═══ Text segment ═══
Most people don’t love jazz but those who do probably have a similar progression. On the spectrum of “in” and “out,” people start in and gradually get further “out.” At first, you need splashy cymbals and a tight walking bass to give a sense of coherence, pulse, and beat to the sound. Gradually, you need to rely on these things less and less. Put another way, after you get used to what you’re hearing you’re eager for what’s next, how things stretch from there.

Musicians go through this same progression. John Coltrane is a great example. He played big band jazz, then looser but highly constructed, structured stuff with Monk, then played with Miles and his own quartet in ways that would have seemed very loose and free-form compared to his big band era, but restricted compared to later albums like Ascension. Maybe the simplest way to think about it is that after both musicians and listeners hear the same thing for a while, they get bored and need a change. There’s only so many ways to solo within the changes before something else needs to change.
═══ Data block ═══
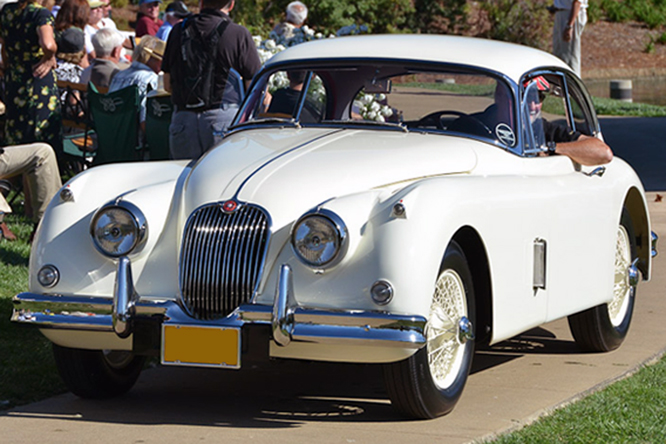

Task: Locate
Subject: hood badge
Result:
═══
What you need to do:
1. Duplicate the jazz passage word for word, everything from "Musicians go through" down to "needs to change.".
2. In the jazz passage, which album is named as less restricted than Coltrane's playing with Miles and his own quartet?
The data plays no part in this work.

Final answers:
1.
Musicians go through this same progression. John Coltrane is a great example. He played big band jazz, then looser but highly constructed, structured stuff with Monk, then played with Miles and his own quartet in ways that would have seemed very loose and free-form compared to his big band era, but restricted compared to later albums like Ascension. Maybe the simplest way to think about it is that after both musicians and listeners hear the same thing for a while, they get bored and need a change. There’s only so many ways to solo within the changes before something else needs to change.

2. Ascension